__Data in this exercise__.
»»
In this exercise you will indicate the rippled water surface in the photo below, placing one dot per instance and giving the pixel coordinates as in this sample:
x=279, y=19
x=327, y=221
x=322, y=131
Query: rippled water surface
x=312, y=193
««
__Exercise__. Reproduce all of the data above line by line, requests included, and scale each coordinate value in the answers by 1.9, rounding to the nearest whole number with halves rounded up. Leave the numbers in the requests and in their sample coordinates unchanged.

__Task result__.
In this exercise you will indicate the rippled water surface in the photo below, placing one dot per instance and giving the pixel coordinates as in this sample:
x=279, y=19
x=327, y=221
x=322, y=131
Query: rippled water surface
x=593, y=367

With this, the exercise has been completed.